• TASK INSTRUCTIONS: An exact, word-for-word copy of the entries is required, beginning at the line that contains "Query: black face mask" and ending at the last line, both included.

[Point-per-instance localization data]
· · · · ·

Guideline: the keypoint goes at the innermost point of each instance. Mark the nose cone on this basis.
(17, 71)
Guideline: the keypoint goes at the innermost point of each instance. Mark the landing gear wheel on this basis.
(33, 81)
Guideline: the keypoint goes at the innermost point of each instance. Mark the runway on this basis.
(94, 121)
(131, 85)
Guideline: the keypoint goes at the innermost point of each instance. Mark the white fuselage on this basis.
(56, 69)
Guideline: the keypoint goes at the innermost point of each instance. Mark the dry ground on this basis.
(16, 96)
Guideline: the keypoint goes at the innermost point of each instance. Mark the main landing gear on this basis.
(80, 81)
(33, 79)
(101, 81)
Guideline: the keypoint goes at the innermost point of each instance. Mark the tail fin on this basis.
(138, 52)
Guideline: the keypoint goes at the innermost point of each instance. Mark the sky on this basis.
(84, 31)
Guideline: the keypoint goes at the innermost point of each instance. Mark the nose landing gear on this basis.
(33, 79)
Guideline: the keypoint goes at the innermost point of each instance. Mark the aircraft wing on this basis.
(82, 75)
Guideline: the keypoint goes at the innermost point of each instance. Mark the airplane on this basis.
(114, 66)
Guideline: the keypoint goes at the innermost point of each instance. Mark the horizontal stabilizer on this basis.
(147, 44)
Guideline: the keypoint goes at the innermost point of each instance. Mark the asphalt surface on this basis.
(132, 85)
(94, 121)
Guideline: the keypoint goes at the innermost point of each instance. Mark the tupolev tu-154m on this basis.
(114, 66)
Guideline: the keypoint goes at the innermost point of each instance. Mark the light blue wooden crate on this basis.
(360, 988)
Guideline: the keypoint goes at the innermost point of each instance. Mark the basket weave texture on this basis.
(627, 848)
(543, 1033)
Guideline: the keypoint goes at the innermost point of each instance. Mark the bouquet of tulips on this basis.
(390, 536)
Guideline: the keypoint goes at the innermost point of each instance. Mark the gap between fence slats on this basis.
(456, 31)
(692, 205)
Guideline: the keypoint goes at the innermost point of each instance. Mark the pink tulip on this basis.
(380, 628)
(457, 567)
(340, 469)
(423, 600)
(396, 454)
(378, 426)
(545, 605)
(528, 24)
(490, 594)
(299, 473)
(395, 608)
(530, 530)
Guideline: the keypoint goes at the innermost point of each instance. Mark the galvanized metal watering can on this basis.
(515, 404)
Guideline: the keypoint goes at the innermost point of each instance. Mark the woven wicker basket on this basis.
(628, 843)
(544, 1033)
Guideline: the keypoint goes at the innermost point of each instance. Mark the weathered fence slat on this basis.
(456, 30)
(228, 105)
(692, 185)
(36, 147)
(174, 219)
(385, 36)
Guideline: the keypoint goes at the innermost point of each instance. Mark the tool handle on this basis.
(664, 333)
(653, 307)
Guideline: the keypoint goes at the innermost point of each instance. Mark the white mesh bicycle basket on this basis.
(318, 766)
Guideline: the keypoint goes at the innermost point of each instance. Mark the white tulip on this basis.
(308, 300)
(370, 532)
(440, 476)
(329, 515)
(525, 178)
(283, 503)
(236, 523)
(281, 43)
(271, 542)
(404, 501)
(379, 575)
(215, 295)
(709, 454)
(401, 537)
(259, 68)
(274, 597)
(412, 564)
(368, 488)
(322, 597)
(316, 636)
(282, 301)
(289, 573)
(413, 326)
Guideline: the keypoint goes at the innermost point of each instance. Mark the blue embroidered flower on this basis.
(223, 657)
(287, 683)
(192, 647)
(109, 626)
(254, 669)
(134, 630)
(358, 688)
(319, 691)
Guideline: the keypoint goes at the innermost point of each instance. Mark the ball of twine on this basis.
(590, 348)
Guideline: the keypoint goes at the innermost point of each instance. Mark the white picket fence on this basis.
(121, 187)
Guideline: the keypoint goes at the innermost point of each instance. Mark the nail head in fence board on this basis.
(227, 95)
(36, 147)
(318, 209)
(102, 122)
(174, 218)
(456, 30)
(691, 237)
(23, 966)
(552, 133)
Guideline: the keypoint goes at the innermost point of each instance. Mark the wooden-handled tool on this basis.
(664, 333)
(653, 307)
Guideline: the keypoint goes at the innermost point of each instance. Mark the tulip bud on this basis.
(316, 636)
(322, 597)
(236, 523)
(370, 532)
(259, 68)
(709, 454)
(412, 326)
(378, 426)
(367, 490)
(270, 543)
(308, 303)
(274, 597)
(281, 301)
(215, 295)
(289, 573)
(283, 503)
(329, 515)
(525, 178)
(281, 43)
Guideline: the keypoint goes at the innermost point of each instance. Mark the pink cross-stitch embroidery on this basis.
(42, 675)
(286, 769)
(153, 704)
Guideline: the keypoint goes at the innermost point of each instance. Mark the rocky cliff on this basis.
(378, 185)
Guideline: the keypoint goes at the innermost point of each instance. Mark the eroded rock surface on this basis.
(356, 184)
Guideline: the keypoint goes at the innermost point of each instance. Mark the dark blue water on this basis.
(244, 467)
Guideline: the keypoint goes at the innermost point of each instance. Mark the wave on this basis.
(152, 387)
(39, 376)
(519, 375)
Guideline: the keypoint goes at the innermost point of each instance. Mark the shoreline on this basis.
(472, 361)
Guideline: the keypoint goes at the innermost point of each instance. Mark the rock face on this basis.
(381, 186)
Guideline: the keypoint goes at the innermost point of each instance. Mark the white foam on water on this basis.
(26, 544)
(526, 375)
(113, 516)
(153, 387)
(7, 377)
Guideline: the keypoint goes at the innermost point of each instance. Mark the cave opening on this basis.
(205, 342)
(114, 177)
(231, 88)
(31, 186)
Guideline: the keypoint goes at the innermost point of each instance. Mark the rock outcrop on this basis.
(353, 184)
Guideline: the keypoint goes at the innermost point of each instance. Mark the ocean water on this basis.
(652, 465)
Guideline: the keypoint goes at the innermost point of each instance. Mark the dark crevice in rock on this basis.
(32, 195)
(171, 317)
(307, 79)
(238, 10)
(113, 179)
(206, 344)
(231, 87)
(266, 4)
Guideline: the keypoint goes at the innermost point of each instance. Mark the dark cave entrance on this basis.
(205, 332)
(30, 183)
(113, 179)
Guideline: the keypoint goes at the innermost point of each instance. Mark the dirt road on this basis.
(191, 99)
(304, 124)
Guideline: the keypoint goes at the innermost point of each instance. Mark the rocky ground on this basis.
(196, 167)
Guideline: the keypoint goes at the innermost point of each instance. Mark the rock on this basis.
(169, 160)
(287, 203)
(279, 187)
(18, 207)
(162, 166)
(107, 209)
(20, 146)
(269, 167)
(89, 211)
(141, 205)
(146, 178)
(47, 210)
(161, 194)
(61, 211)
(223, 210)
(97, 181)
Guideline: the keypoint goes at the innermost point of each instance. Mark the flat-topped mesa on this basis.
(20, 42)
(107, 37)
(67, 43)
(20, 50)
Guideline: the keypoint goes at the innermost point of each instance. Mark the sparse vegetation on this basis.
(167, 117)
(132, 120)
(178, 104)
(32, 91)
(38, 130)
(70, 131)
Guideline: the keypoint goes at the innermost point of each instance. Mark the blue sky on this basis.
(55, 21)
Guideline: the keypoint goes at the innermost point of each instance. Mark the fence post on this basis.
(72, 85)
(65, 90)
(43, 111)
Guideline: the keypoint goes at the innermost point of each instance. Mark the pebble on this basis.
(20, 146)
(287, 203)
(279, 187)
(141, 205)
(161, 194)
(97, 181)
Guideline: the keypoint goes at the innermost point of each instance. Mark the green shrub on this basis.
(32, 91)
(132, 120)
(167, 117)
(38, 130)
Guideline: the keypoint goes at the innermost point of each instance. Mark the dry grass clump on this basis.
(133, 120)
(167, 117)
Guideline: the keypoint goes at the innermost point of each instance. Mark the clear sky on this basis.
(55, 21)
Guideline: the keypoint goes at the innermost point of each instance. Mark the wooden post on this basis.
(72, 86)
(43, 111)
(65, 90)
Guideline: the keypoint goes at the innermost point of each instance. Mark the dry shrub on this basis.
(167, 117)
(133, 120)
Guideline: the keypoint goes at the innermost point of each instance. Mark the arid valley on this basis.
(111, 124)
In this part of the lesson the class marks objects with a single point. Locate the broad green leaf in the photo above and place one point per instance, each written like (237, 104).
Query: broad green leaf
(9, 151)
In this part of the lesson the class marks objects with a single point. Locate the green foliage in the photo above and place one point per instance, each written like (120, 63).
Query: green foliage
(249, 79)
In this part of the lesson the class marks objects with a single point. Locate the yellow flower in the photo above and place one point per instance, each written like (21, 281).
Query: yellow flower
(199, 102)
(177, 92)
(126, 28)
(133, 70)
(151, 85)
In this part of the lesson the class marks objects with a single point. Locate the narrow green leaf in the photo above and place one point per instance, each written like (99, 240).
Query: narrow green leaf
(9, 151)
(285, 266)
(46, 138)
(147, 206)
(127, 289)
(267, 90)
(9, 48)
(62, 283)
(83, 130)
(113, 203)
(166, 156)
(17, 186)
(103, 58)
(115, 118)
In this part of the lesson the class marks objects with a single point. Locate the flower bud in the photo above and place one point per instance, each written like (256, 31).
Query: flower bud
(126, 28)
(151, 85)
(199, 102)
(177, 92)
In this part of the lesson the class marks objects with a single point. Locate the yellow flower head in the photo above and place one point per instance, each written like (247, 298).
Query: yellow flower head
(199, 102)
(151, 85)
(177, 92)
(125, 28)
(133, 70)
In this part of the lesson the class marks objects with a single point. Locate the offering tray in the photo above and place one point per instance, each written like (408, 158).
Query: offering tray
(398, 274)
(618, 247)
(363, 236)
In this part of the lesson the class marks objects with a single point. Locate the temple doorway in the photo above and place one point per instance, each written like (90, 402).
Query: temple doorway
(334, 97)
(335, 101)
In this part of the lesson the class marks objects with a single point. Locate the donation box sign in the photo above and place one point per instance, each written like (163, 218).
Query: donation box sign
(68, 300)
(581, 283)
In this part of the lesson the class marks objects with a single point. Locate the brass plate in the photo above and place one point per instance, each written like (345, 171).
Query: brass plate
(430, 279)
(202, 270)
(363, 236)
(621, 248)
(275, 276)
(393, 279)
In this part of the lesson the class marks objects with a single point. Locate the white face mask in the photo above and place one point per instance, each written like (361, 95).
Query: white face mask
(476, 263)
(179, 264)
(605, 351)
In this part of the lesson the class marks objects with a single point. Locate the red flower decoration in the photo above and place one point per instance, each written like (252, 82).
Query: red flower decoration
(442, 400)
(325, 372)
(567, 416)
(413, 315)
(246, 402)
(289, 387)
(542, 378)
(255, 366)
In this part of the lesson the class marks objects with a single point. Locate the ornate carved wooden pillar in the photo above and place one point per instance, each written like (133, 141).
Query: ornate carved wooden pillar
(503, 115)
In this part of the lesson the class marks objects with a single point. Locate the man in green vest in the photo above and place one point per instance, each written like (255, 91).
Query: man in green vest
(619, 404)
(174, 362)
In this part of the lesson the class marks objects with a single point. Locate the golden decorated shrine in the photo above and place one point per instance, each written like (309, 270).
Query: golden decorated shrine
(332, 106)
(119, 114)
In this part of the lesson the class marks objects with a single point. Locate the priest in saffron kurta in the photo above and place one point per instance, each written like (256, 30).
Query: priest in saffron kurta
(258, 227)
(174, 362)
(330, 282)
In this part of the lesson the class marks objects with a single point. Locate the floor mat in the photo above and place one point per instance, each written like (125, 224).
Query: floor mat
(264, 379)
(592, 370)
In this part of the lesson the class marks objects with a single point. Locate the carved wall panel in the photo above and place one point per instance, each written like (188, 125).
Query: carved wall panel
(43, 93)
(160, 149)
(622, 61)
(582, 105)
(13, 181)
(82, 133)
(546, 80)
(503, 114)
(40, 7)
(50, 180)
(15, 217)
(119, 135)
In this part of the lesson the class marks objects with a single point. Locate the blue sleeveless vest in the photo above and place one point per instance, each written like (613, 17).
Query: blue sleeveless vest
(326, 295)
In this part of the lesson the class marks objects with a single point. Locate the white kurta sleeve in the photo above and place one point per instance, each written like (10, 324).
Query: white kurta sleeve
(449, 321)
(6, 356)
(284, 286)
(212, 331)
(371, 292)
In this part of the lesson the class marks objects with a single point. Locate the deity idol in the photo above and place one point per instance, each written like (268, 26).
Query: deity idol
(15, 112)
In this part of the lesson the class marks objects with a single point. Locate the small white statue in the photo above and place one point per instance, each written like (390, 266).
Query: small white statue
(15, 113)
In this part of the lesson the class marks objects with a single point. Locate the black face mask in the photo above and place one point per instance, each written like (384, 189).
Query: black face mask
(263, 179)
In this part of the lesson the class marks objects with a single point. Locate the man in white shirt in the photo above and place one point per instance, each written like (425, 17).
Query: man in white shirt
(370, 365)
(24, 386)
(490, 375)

· · · · ·

• ANSWER:
Query: black face mask
(263, 179)
In this part of the lesson the class marks objects with a single point. Locate the man in white shirt in the photo above and place one point per instance, each written like (425, 17).
Query: man in white shirt
(370, 365)
(24, 386)
(490, 375)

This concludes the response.